-- THE INPUT start --

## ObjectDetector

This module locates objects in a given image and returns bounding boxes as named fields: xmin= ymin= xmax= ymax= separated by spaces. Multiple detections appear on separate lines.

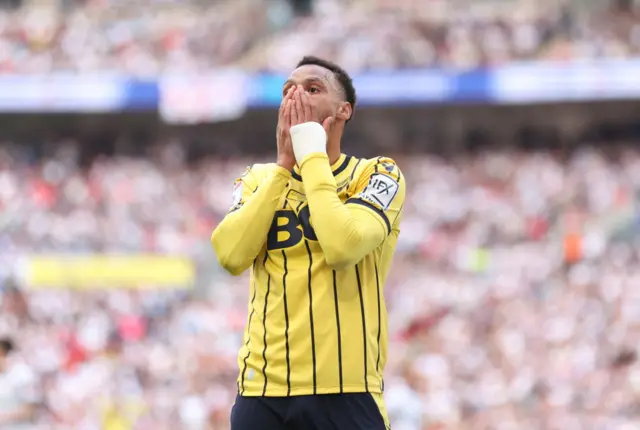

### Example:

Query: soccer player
xmin=211 ymin=57 xmax=405 ymax=430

-- THE INPUT end --

WHAT THE EXERCISE ASKS:
Reproduce every row above verbatim, omitting the pictures.

WRITTEN SOLUTION:
## ObjectDetector

This module locates objects in a given image and returns bounding boxes as named fields: xmin= ymin= xmax= ymax= separated by spaces. Multiple detections appear on separate lines.


### Example:

Query: soccer player
xmin=211 ymin=57 xmax=405 ymax=430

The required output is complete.